* [Extrait]
┌──

S'exercer à mourir
Chaque matin, encore ensommeillée dans mon lit,
empêtrée dans le cocon de la couette, dans le chaud de mes rêves, je
pense que je vais peut-être mourir aujourd'hui. Chaque matin, c'est la
même chose... et chaque matin, c'est beaucoup de fois dans une vie, pour
peu, ça deviendrait une idée fixe...
C'est une idée fixe. Je pense à mourir et je m'exerce...
Etendue dans mon lit, je joue à être morte.
Je bouge plus, je respire plus, je suis morte. Point à la ligne. Et quand on est morte, on n'est plus vivante...héhé
Parfois
c'est amusant, je veux dire que c'est le soulagement total, ne plus
lutter, et tout ça...le blanc paradis du néant, de la non-pensée, de la
non-action, du non-sentiment
Parfois mon cœur rouspète, il se
réveille d'un bond d'un seul: NON! je ne veux pas mourir, ni
aujourd'hui ni demain, ni jamais. D'ailleurs mourir c'est pour les
autres, d'accord? D'ailleurs je suis immortelle, d'accord?

└──

* [Défi] Pourriez-vous retranscrire à l'identique tout le passage de l'extrait sur l'exercice de mourir qui va de « Je bouge plus, je » jusqu'à « suis immortelle, d'accord? » ? Les enregistrements ne servent à rien ici.

* [Données affichées]
┌──

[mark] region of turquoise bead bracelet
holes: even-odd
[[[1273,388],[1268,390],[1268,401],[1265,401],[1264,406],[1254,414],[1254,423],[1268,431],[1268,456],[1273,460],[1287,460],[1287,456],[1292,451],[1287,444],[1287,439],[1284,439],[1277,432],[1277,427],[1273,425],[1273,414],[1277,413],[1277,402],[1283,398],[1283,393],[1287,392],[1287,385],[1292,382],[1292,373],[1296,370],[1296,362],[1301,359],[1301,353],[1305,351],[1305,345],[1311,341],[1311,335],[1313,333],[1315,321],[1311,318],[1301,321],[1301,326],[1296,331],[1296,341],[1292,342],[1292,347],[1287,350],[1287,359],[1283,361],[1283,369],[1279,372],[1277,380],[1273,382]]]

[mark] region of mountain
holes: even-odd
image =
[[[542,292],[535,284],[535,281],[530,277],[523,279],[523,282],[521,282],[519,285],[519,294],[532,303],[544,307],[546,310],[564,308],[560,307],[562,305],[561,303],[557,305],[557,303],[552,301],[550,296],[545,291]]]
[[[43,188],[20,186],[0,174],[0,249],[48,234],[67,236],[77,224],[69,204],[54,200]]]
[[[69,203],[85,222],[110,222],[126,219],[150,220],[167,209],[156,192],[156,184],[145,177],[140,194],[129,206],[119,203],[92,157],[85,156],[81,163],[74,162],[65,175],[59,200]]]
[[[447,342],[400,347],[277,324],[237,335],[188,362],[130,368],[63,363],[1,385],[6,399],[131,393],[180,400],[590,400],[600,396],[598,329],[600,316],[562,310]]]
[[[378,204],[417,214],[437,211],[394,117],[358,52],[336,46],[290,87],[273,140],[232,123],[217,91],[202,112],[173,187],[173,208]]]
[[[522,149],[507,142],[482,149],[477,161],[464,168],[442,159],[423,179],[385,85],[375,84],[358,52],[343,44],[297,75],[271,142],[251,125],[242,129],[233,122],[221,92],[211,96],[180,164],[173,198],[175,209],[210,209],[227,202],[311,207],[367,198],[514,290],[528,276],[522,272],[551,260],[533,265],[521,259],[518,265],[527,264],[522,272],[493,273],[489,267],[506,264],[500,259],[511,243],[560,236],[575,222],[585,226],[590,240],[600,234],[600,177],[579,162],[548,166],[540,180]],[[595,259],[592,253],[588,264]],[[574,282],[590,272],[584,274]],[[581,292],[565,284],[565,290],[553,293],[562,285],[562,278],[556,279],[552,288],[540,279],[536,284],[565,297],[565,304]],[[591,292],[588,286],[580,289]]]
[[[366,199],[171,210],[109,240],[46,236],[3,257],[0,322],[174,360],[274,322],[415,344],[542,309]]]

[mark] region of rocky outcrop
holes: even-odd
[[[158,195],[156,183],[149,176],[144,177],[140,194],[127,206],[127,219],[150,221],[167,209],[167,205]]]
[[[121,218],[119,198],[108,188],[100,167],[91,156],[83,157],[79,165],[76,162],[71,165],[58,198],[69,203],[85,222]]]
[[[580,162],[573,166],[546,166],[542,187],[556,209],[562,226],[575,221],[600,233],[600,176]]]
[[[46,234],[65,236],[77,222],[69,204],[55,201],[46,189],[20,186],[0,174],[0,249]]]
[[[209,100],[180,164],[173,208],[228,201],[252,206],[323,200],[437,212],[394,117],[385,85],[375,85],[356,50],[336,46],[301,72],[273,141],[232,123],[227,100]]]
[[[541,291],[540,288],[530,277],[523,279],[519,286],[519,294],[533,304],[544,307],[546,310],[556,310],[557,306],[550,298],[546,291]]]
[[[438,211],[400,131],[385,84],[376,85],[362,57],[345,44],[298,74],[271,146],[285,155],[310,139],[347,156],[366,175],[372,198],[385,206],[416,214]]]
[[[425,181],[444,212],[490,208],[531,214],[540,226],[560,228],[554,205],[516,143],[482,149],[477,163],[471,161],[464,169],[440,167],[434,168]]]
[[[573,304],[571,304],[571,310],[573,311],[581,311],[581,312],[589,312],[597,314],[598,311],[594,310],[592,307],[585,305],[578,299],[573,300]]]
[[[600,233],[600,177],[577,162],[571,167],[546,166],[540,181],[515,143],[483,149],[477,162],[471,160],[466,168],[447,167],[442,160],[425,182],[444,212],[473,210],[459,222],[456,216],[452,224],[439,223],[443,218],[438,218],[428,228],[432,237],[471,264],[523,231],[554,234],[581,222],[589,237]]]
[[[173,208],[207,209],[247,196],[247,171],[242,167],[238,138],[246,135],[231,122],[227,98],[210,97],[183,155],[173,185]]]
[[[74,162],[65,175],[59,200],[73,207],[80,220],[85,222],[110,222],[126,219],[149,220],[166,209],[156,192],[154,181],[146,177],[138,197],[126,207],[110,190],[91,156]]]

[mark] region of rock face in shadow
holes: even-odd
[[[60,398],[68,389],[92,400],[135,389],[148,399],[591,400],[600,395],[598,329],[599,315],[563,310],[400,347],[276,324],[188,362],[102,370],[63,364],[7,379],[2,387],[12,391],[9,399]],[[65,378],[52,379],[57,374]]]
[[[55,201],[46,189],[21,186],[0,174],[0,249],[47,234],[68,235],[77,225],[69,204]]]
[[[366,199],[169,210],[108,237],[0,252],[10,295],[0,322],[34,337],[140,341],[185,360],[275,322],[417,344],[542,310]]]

└──

* [Le résultat]
Je bouge plus, je respire plus, je suis morte. Point à la ligne. Et quand on est morte, on n'est plus vivante...héhé
Parfois
c'est amusant, je veux dire que c'est le soulagement total, ne plus
lutter, et tout ça...le blanc paradis du néant, de la non-pensée, de la
non-action, du non-sentiment
Parfois mon cœur rouspète, il se
réveille d'un bond d'un seul: NON! je ne veux pas mourir, ni
aujourd'hui ni demain, ni jamais. D'ailleurs mourir c'est pour les
autres, d'accord? D'ailleurs je suis immortelle, d'accord?